[ПИСЬМЕННОЕ ЗАДАНИЕ 1]: Повторите строки из перечня без изменений, начиная со строки, в которой есть «Identify the distant», и до последней строки перечня включительно, а картинки в ответ не включайте.

С пятнадцати-шестнадцати лет Егор предпочитал ездить один. Он побывал снова в Ленинграде и в Прибалтике, ездил в Саров.
Интересы его разнообразны, но это не стандартные экскурсии или поездки на курорт. Купаться, загорать – это не для него. К тому же Егор всегда плохо переносил жару, на солнце его кожа сильно обгорала. Это заметили еще по поездкам на Азовское море.
Выбор специальности
Школьные годы закончились, надо было выбирать профессию, выбрать для начала, где продолжить образование. Папе хотелось бы, чтобы Георгий стал военным или выбрал бы какую-нибудь специальность, связанную с техникой. Это многие считали «настоящим мужским делом». Мама не была так категорична. Несколько ее сверстников согласились на «хорошую» профессию, но такую, что душа к ней не лежала, не так уж это вышло хорошо. Сама мама, выбирая между филологией и биологией, предпочла биологию. Кто считал, что тоже зря, кто – что это отличная профессия и мама в ней преуспела. У папы таких сомнений не было, его всю жизнь интересовала история, но как возможную профессию он ее не рассматривал.
Георгий смотрел на это иначе. Он не был из тех гуманитариев, для которых даже школьная арифметика – что темный лес. Никаких трудностей с математикой и физикой он не испытывал. Мало того, в старших классах поступил в «математический класс» и успешно его закончил. Но поступать решил на исторический факультет МГУ, другие варианты отпали, когда Егор стал взрослым.
Поступление в университет
В университет Егор поступил в том же 1970 году, когда закончил школу. Далось это нелегко, как бывало тогда у многих: в июне – выпускные экзамены в школе, их восемь, в августе – четыре вступительных экзамена в университете. По их результатам набралось 18 баллов. Новые переживания – примут, не примут? У кого было 20 или 19 баллов, приняли сразу. А у кого 18 – после собеседования, и не всех, это «полупроходной балл», то есть, мест на всех не хватало.
Началась новая жизнь без возможности отдохнуть в привычные летние каникулы. Для многих молодых и здоровых людей это, может быть, и ничего, но у Егора к следующей весне начались проблемы со зрением, сказалось переутомление. Во время летней сессии он почти не мог сам читать, мы читали ему учебники вслух. Тут я и поняла, что заумные книги по истории – совсем не мое дело. Сессию Егор сдал, даже неплохо, летом удалось отдохнуть, подлечиться, дальше всё пошло хорошо.
О сделанном выборе между историей и техникой Георгий никогда не жалел. Наоборот, иногда говорил, что ему больше подошел бы совсем несерьезный, по мнению технократов, филологический факультет. То есть не история Древнего мира, а классическая филология.
На этом я хочу прервать свои воспоминания. Детство закончилось. Весьма много людей знали моего брата взрослым; они, наверное, смогут рассказать о нем подробнее и интереснее. Все-таки, когда мы выросли, у каждого из нас была своя жизнь, хотя и проходила она в одном городе, а несколько лет даже в одной квартире.

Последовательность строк
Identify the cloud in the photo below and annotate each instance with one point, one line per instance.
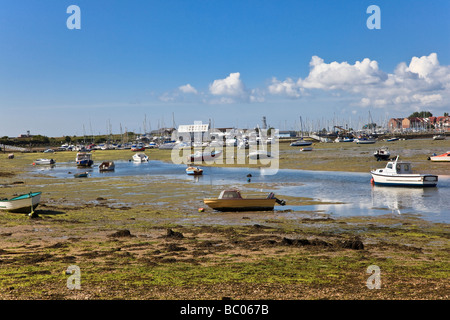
(231, 86)
(188, 89)
(342, 75)
(422, 82)
(289, 88)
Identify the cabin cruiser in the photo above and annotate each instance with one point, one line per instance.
(397, 173)
(382, 154)
(84, 159)
(441, 157)
(140, 157)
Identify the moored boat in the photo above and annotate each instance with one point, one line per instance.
(398, 173)
(107, 166)
(204, 156)
(231, 200)
(43, 161)
(382, 154)
(24, 203)
(441, 157)
(81, 175)
(259, 154)
(392, 139)
(138, 147)
(84, 159)
(140, 157)
(301, 143)
(365, 140)
(194, 171)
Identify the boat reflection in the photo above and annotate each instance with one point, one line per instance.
(406, 200)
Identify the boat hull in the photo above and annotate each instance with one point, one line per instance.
(240, 204)
(300, 143)
(21, 204)
(442, 158)
(406, 180)
(85, 163)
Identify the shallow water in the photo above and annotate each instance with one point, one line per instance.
(350, 193)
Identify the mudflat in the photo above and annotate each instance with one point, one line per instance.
(145, 238)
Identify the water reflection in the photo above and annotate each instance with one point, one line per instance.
(347, 193)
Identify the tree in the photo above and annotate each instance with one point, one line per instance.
(421, 114)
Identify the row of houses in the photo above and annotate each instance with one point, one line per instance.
(419, 124)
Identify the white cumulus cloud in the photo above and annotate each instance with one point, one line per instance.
(230, 86)
(187, 88)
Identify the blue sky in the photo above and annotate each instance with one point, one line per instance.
(229, 61)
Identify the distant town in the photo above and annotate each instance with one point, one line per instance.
(417, 124)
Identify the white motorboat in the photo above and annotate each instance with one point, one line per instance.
(301, 143)
(259, 154)
(24, 203)
(382, 154)
(43, 161)
(84, 159)
(140, 157)
(397, 173)
(441, 157)
(204, 156)
(107, 166)
(365, 141)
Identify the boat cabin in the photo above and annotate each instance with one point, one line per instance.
(230, 194)
(397, 167)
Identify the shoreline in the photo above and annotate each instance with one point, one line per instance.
(119, 238)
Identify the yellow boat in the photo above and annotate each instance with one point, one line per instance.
(231, 200)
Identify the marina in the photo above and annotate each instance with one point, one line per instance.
(359, 198)
(231, 154)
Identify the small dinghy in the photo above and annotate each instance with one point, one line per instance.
(231, 200)
(24, 203)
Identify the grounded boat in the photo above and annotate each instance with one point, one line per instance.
(107, 166)
(392, 139)
(81, 175)
(194, 171)
(382, 154)
(138, 147)
(259, 154)
(344, 139)
(204, 156)
(365, 141)
(140, 157)
(231, 200)
(43, 161)
(439, 137)
(301, 143)
(24, 203)
(84, 159)
(441, 157)
(398, 173)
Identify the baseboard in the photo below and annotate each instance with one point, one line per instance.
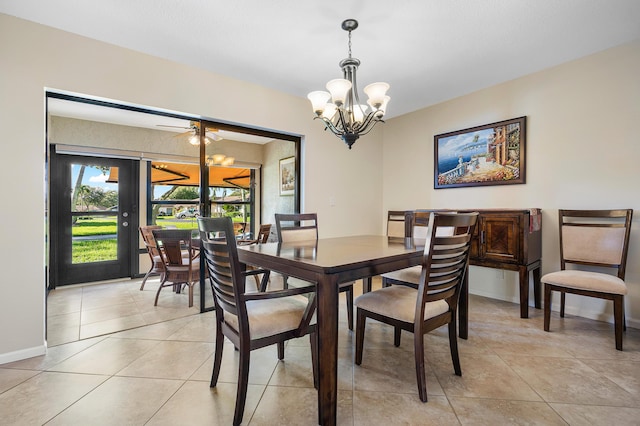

[ПИСЬМЕННОЕ ЗАДАНИЕ 2]: Переведите на английский язык это предложение из отрывка о выборе профессии: «О сделанном выборе между историей и техникой Георгий никогда не жалел».

[ОТВЕТ 1]:
Identify the distant town in the photo above and annotate each instance with one point, one line per instance.
(417, 124)
Identify the white motorboat in the photo above and annotate each instance with one point, one line per instance.
(301, 143)
(259, 154)
(24, 203)
(382, 154)
(43, 161)
(84, 159)
(140, 157)
(397, 173)
(441, 157)
(204, 156)
(107, 166)
(365, 141)
Identify the boat cabin in the photo above and annotate each instance with one point, one line per instance.
(230, 194)
(397, 167)
Identify the shoreline in the photo above and annotate each instance with one point, one line per instance.
(119, 238)
Identify the yellow boat in the photo above and annotate each instance with one point, one line per instance.
(231, 200)
Identify the marina in the photo above and annotate each instance with one point, one line per instance.
(359, 198)
(231, 154)
Identify the small dinghy in the photo above and annotate each instance with one point, one line per instance.
(231, 200)
(24, 203)
Identify the grounded boat in the photo above and annotate each instance with one point, one line per instance.
(107, 166)
(392, 139)
(81, 175)
(194, 171)
(382, 154)
(138, 147)
(259, 154)
(344, 139)
(204, 156)
(365, 141)
(140, 157)
(231, 200)
(43, 161)
(439, 137)
(301, 143)
(24, 203)
(84, 159)
(441, 157)
(398, 173)
Identify the baseboard in the photo below and annotate each instance with one point, one line per instance.

[ОТВЕТ 2]: Georgy never regretted the choice he had made between history and technology.